# Source:
Humanities and Fine Arts
- Approved Definition: Systematically explore cultural and intellectual forces shaping events, individual expression, and social values. Fine Arts, as an integral component of the humanities, promote the appreciation of aesthetics and the expression of creativity.
- Elaborated Definition: Humanities courses emphasize coherent overviews of cultural and intellectual currents of the past and present. For general education, such courses must emphasize background, interpretation, and comparison; this may be from historical, philosophical, aesthetic, and ethical perspectives.
- Essential Considerations: Overview and Breath-A course should be excluded that focuses on the deepening of a student's knowledge within a narrowed topic area. This would exclude, for example, a course which focuses exclusively on a single, discipline-specific, aspect of a humanities subject vs. the overview of a discipline: for example, French phonetics, advanced English grammar, a course in writing for specific purposes, or a narrowly focused literature course.
Social and Behavioral Sciences
- Approved Definition: Use scientific methods to analyze the behaviors, structures, and processes of individuals and groups.
- Elaborated Definition: The principle objective of general education courses in the social and behavioral sciences is to explain through empirical investigation and theoretical interpretation the behavior of individuals and various groups in societies, economies, governments and subcultures. Courses in these social sciences will identify significant patterns of human behavior and provide means of inquiry by which these patterns may be explores.
- Essential Considerations: (a) The course should not be specialized within a professional, or vocational preparation, (b) the course should not be teaching a skill, as opposed to a knowledge base, (c) the information taught in the course should be based on empirical and theoretical information.

# Record list:

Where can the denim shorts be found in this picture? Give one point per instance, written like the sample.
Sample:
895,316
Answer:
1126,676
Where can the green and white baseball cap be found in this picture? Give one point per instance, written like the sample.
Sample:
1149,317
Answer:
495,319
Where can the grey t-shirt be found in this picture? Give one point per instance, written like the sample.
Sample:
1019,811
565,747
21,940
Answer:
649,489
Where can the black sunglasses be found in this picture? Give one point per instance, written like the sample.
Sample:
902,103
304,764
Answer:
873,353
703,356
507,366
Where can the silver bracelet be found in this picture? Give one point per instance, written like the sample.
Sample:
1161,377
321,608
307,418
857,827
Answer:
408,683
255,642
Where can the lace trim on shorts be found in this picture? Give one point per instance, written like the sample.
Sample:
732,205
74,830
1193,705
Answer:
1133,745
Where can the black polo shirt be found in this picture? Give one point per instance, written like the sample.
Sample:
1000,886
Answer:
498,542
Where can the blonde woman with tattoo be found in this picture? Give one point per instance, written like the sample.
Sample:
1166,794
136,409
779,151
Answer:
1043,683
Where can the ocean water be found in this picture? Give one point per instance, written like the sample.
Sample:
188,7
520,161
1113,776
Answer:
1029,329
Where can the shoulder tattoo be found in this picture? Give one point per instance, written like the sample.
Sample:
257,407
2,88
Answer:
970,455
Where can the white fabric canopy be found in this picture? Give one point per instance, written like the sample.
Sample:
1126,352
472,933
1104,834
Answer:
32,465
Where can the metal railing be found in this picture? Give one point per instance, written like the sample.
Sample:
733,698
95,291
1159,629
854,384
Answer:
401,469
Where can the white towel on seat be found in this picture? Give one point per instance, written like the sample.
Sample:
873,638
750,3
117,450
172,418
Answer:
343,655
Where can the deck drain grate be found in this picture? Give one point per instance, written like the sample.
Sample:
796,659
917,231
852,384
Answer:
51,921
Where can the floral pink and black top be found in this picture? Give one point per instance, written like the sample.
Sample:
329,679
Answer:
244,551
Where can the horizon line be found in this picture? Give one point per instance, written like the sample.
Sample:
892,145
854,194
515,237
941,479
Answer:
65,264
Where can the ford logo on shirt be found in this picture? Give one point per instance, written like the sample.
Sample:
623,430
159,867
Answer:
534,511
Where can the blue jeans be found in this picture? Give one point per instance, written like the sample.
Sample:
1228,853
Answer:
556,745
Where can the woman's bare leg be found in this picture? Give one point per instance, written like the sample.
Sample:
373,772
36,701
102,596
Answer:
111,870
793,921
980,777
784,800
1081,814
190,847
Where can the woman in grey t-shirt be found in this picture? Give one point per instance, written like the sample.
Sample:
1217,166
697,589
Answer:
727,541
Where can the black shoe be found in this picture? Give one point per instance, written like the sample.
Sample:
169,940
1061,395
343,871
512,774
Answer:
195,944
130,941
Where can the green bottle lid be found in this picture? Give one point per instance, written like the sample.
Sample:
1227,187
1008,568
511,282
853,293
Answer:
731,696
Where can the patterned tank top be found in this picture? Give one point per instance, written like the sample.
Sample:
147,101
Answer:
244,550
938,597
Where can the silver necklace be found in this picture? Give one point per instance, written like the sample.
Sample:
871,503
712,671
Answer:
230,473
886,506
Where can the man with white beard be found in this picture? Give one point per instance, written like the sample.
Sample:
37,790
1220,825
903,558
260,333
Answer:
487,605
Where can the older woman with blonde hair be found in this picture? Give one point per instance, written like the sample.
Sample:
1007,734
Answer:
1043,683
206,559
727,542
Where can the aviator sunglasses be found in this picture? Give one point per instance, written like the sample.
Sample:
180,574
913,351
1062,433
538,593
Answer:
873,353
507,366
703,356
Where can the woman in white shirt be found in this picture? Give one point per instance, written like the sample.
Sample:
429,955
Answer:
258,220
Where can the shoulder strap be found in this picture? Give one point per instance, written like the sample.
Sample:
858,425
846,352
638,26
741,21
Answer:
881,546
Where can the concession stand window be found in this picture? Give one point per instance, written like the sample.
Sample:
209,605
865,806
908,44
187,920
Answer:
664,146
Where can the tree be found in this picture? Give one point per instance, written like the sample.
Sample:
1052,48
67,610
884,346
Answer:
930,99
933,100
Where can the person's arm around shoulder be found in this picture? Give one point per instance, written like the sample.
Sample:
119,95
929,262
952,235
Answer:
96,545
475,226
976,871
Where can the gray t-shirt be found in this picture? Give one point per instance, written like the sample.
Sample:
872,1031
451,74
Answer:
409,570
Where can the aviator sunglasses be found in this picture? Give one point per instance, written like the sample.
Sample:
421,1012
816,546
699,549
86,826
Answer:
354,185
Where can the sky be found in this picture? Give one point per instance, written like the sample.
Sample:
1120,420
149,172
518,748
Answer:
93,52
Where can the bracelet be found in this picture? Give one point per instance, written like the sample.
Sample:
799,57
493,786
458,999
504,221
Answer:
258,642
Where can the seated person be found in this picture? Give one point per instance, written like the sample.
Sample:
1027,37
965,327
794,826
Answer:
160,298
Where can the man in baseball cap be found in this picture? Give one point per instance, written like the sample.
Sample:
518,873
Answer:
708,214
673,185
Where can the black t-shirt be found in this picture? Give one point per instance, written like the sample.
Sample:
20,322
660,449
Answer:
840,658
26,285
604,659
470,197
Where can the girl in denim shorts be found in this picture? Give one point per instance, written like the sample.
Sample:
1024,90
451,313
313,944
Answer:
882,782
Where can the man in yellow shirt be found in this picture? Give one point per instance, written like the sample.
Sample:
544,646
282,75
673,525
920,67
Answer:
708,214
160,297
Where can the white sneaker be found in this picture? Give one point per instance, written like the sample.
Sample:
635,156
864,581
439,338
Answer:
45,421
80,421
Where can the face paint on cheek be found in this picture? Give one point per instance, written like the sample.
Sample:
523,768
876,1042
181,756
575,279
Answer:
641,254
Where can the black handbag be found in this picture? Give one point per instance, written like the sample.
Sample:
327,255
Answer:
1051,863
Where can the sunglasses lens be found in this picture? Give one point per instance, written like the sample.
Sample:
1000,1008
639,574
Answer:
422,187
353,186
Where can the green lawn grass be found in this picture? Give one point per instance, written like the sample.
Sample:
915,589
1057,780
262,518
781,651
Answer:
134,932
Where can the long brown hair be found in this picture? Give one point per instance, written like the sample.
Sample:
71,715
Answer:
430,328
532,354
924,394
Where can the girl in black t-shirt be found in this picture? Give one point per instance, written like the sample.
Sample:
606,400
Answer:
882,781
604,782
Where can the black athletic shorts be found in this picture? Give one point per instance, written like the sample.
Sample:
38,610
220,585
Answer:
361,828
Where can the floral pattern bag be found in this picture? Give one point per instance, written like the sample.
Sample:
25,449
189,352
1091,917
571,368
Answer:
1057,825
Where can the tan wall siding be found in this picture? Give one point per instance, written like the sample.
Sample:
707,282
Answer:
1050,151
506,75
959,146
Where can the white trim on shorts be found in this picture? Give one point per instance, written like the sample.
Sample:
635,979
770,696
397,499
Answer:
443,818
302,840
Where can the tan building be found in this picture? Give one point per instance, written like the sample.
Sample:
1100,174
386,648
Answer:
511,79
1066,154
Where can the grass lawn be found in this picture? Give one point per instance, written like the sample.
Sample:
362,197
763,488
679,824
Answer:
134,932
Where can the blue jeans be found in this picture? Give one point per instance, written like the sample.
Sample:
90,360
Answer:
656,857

# Request:
Print the general education definitions text verbatim from "Humanities and Fine" to "and ethical perspectives.". None of the items are needed for what comes next.

# Task answer:
Humanities and Fine Arts
- Approved Definition: Systematically explore cultural and intellectual forces shaping events, individual expression, and social values. Fine Arts, as an integral component of the humanities, promote the appreciation of aesthetics and the expression of creativity.
- Elaborated Definition: Humanities courses emphasize coherent overviews of cultural and intellectual currents of the past and present. For general education, such courses must emphasize background, interpretation, and comparison; this may be from historical, philosophical, aesthetic, and ethical perspectives.